(To do) Everything in the listing except the pictures should be written out exactly.

(Exercise input)
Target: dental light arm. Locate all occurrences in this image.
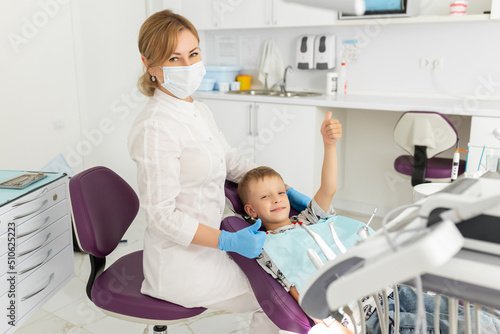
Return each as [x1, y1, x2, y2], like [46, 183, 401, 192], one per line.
[285, 0, 366, 15]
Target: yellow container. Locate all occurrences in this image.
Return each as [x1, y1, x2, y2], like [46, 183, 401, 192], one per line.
[236, 74, 252, 90]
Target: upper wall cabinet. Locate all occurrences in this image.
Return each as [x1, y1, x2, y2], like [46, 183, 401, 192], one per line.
[163, 0, 336, 30]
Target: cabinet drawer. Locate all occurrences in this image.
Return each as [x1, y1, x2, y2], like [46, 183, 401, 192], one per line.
[16, 230, 71, 282]
[0, 183, 66, 235]
[17, 247, 73, 322]
[470, 117, 500, 148]
[16, 200, 69, 245]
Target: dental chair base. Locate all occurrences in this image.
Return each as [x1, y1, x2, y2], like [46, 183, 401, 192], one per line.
[221, 217, 314, 334]
[299, 219, 464, 319]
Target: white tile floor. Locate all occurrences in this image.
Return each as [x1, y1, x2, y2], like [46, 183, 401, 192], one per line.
[16, 213, 380, 334]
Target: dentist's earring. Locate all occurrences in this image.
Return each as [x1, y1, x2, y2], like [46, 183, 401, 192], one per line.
[149, 72, 156, 82]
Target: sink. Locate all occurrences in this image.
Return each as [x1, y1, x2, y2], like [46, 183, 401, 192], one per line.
[227, 89, 321, 97]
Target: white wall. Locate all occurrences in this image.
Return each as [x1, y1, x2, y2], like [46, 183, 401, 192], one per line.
[0, 0, 500, 206]
[0, 0, 80, 170]
[201, 21, 500, 99]
[0, 0, 146, 190]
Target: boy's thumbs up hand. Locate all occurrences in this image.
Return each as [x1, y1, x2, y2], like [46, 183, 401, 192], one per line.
[320, 111, 342, 145]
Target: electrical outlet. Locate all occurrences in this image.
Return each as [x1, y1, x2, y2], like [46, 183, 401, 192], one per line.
[420, 57, 444, 70]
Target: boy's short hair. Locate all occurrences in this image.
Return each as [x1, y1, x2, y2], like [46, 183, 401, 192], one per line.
[238, 166, 284, 205]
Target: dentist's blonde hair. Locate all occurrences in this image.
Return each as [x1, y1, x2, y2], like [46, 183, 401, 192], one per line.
[137, 9, 200, 96]
[238, 166, 285, 205]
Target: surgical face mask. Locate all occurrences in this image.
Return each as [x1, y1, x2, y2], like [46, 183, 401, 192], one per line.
[161, 61, 207, 99]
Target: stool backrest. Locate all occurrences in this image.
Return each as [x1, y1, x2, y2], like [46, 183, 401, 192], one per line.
[394, 111, 458, 158]
[69, 167, 139, 258]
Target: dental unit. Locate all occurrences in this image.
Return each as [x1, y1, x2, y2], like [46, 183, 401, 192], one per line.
[299, 175, 500, 333]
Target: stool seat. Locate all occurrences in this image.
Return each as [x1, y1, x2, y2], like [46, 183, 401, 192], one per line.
[92, 250, 205, 323]
[394, 155, 465, 179]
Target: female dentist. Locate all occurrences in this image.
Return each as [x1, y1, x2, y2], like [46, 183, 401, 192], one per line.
[128, 10, 303, 334]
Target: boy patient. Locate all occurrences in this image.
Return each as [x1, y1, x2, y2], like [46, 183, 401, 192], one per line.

(Written response)
Target: dental light arm. Locate all occurrences in this image.
Return each as [x1, y1, x2, y2], like [46, 183, 401, 192], one per line.
[285, 0, 366, 15]
Target: yellow container. Locate all occurrences in this image.
Return each as [x1, y1, x2, y2], like [46, 183, 401, 192], one per line.
[236, 74, 252, 90]
Target: upper wall cabinet. Locate all occurrences in this image.
Return each as [x1, y1, x2, y2], like [46, 183, 401, 192], one per line.
[163, 0, 336, 30]
Target: cabinet drawer. Locate all occurrences in this image.
Return each as [x1, y1, x2, y2], like [46, 183, 401, 192], one per line.
[16, 230, 71, 282]
[0, 183, 66, 235]
[17, 247, 73, 322]
[470, 117, 500, 148]
[16, 200, 69, 245]
Target: dental chair base. Locate all occurrences in this image.
Return each as [x1, y1, x2, y2], like [46, 183, 401, 192], one per line.
[221, 217, 314, 334]
[299, 219, 464, 319]
Target: white tile floor. Locate all occurrences in this image.
Return each as [x1, y1, x2, y2], like [46, 183, 401, 192], one per line.
[16, 213, 380, 334]
Target: dentist's earring. Locate all occurrences in this image.
Return each as [x1, y1, x2, y2], like [46, 183, 401, 192], one per line.
[149, 72, 156, 82]
Target: sink. Locate all occurrences in this image.
Return each as [x1, y1, x2, y2], like [46, 183, 401, 192], one per line.
[227, 89, 321, 97]
Target: white wall. Locate all occurrences in this image.
Return each as [x1, y1, x2, y2], like [46, 183, 401, 192], one per line.
[0, 0, 500, 206]
[0, 0, 80, 170]
[201, 21, 500, 99]
[0, 0, 146, 190]
Target: boy's thumbs up hand. Locate all occurrences in this image.
Return each as [x1, y1, x2, y2], like [46, 183, 401, 192], one per line.
[320, 111, 342, 145]
Target: electrical outlet. Locate all occurrences in this image.
Return each as [x1, y1, x2, y2], like [46, 183, 401, 192], one per line.
[420, 57, 444, 70]
Target: boy's short hair. Locate all occurrences in this image.
Return each as [x1, y1, x2, y2], like [46, 183, 401, 192], one per line.
[238, 166, 284, 205]
Target: dentist's blonde hair. Locate all occurrences in this image.
Return each as [x1, y1, x2, y2], like [46, 183, 401, 192], one per line.
[137, 9, 200, 96]
[238, 166, 285, 205]
Target: surgical face mask. Locate all occurrences in this image.
Return each as [x1, y1, x2, y2], like [46, 183, 401, 192], one per line.
[161, 61, 207, 99]
Target: stool backrest. Locate all occurrences in this image.
Return each as [x1, y1, x2, y2], like [46, 183, 401, 192], one per line.
[394, 111, 458, 158]
[69, 167, 139, 258]
Target: dental unit. Locate all occurrences in this image.
Return each as [x1, y1, x2, y2], like [46, 183, 401, 192], one per line.
[299, 175, 500, 333]
Target: stool seat. Locate all occurrences in this image.
Return each as [x1, y1, x2, y2], like [46, 183, 401, 192], one per line.
[92, 250, 205, 323]
[394, 155, 465, 179]
Target: female dentist. Locate all occurrences in this image.
Return each as [x1, y1, x2, y2], like [46, 183, 401, 192], one per line.
[128, 10, 303, 334]
Target: boy patient. Locate all occurrences in this image.
Return each as [x1, y1, x2, y2], like [46, 183, 401, 192], one per line.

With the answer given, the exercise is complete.